Selected passage.
Friends with Tenants on Facebook?

16 Replies

Just purchased my first 3 family house and I inherited 2 of the existing tenants and living in the 3rd unit. The tenants have lived there for 11 and 4 years both seem like solid tenants. One of them just friend me on Facebook and now I have that friend request pending. I dont know how I feel about this thoughts? 

@Steven Clark I'm going to disagree slightly with the other response here. I think it can be helpful to keep tabs on your tenants. I'm not saying you should spy on them, but people are often times far too open on Facebook, so if there are marital troubles or job problems, you can likely see that coming before they mention it to you. I would avoid interacting with them, and you probably want to block some of your own personal content from them, but so long as you can keep your relationship strictly business, I think it probably helps more than it hurts. Like they say though, you're not friends and at the end of the day, this is all just business.

@Steven Clark

Well, my answer is no, too. But how do you get out of the situation now? Social media is almost always a casualty of landlording -- which is a good part of why you see Mr. M above and my lovely self Jim K. here so often on this site. Deny the invite, set your FB to private, and say you never saw it if asked, must have been some other Steven Clark. So many glitches in bad code these days.

I live in a small town. Some of my tenants are FB friends. I can be friendly but they also know that real estate is my business and I treat it as such. One of my tenants put on FB that she is looking for a house a year ago and again when she made an offer. Which gave me time to plan. I have found out a lot of info via social media. I also do a lot of my rental business through Facebook, a lot of people tag me looking for rentals, Airbnb, and such. In my situation it works out great. I also screen, screen, screen my tenants before I rent. I love it. 

@Steven Clark , I see both points of view here. If you have a hard time separating the two friendships and professional relationships I wouldn't recommend doing it. 

@Dennis M. and @Jim K. I totally agree It sucks that she has friended me. My Facebook was set to public so Im sure shes already done the typical Facebook stalk of my page. I just dont want to be off putting since it is owner occupied. At the same token I agree I dont want to be friends with her and exchanging cooking recipes... ect 

@Tim Crosby I see your point as well. Maybe ill just be letting this pend for awhile since I dont know what todo

Why not create a professional Facebook used solely for your business? Then you can keep all of your personal/private information one and only list business related items on the other. Just a thought.

@Steven Clark

I would not want any of my tenants to see my personal life. I am running a business.

I’ve learned the hard way that being too friendly with tenants always comes back to bite me. They ask for forgiveness on late fees, or want/expect to be treated differently than our contract states.

A few years ago I had a tenant ask me to waive late fees because she wanted to use her rent check to go to burning man. She said she would pay me in two weeks. When I told her that a late fee would apply, she thought that because we were friendly on Facebook that I would waive it for her.

Material provided.

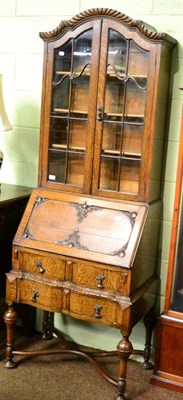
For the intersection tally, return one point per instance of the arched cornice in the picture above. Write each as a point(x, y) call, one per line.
point(143, 29)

Goal of the exercise.
Revise the forum thread's passage starting at "I’ve learned the" and ending at "our contract states.", putting "lease" in place of "contract". Please rely only on the forum thread, not on the lines.

Written reply.
I’ve learned the hard way that being too friendly with tenants always comes back to bite me. They ask for forgiveness on late fees, or want/expect to be treated differently than our lease states.